== PAGE EXCERPT ==

Hudson Institute at the 2022 IRFS: “China’s Forced Organ Harvesting Continues”

During the 2022 International Religious Freedom Summit, the Hudson Institute hosted an in-person breakout session on June 30th entitled “China’s Forced Organ Harvesting Continues,” which included Hudson Institute Senior Fellow and Chair of the U.S. Commission on International Religious Freedom Nury Turkel, investigative journalist Ethan Gutmann, and Falun Dafa Information Center Executive Director Levi Browde. On the same day, the Institute also aired a virtual event which included DAFOH Mental Health Advisor and Board Member Jessica D. Russo, Psy.D. Both events were moderated by Nina Shea, Senior Fellow and Director of the institute’s Center for Religious Freedom who called the Chinese Communist Party’s forced organ harvesting crimes the “monetization of persecution.”

Dr. Russo told the story of the first public report of forced organ harvesting in China when a nurse came forward in March of 2006 disclosing that her husband, a transplant surgeon in China, had extracted corneas from 2000 living Falun Gong practitioners who were killed during the procedure. A clinical psychologist, Dr. Russo explained that the surgeon himself was exhibiting PTSD and extreme remorse for his actions.

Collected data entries
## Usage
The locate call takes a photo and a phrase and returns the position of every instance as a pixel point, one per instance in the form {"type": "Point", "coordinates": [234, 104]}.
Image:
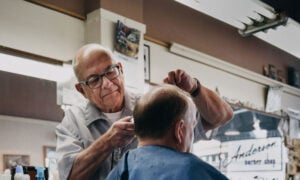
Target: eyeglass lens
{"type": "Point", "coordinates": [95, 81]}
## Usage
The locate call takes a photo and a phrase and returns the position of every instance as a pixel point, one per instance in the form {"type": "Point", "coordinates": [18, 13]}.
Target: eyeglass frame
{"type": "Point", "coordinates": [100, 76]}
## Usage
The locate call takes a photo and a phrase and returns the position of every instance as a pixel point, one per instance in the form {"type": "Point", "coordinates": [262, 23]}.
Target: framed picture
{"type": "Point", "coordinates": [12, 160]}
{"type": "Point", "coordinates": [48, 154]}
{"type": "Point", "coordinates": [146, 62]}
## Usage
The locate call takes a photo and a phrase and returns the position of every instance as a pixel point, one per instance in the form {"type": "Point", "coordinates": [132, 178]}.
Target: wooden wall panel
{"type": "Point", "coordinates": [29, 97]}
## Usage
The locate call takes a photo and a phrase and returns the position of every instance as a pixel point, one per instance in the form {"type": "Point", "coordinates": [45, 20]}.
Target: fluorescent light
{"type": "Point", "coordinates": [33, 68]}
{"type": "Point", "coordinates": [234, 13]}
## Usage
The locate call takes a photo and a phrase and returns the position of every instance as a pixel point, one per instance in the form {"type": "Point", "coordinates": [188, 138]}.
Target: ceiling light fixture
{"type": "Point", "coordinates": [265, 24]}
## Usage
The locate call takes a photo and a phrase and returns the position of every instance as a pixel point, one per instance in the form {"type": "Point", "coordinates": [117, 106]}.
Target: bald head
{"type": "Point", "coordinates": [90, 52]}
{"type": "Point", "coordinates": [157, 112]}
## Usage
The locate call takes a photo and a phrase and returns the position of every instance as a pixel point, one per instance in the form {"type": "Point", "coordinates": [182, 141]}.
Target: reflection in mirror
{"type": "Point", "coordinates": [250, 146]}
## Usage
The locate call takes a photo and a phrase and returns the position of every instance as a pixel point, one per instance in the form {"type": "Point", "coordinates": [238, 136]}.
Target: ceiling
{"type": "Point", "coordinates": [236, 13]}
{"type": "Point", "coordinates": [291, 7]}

==

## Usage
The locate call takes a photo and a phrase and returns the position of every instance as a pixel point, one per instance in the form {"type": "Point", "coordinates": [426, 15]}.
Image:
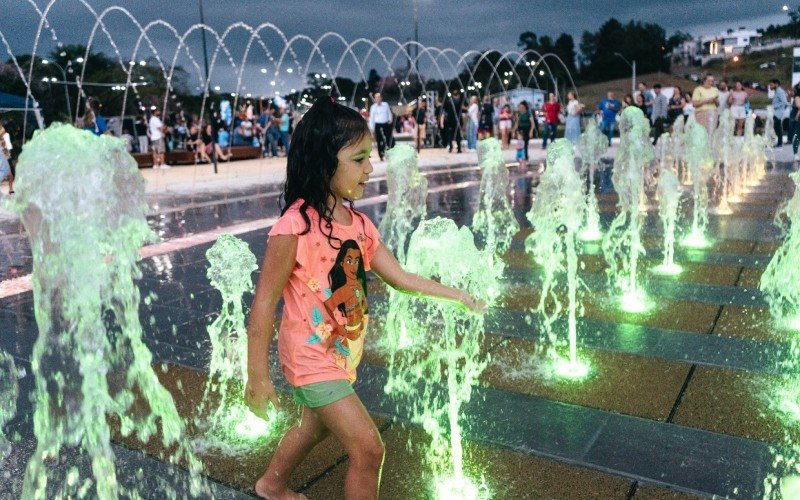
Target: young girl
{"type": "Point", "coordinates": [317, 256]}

== WORK TO COMPLETE ==
Pick up the account of the Hudson Institute session on forced organ harvesting in China after its last sentence and keep writing.

== OUTPUT FOR THIS TASK ==
At the time, Falun Gong practitioners were being imprisoned in massive numbers. Mr. Browde explained that at the start of the persecution of Falun Gong, then head of the Chinese Communist Party Jiang Zemin had given an order to destroy them financially, destroy their reputation and destroy them physically. Mr. Browde summed up forced organ harvesting as a “billion-dollar industry” to implement Zemin’s order for physical destruction while making a huge profit in the process and he pointed out that the exponential rise in transplant numbers at the start of the 21st century correlate exactly to the rise in the numbers of Falun Gong practitioners incarcerated in China’s prisons and labor camps.

The panel discussed how forced organ harvesting continues to this day, in large part because of support and cooperation from the Western transplant community, including significant involvement with U.S. institutions and companies. Previously, the Hudson Institute had decried that “the U.S. government takes Beijing’s denials of such reports at face value, while the American transplant sector collaborates freely with China in trainings, educational exchanges, research, publications, conferences, and other partnerships.”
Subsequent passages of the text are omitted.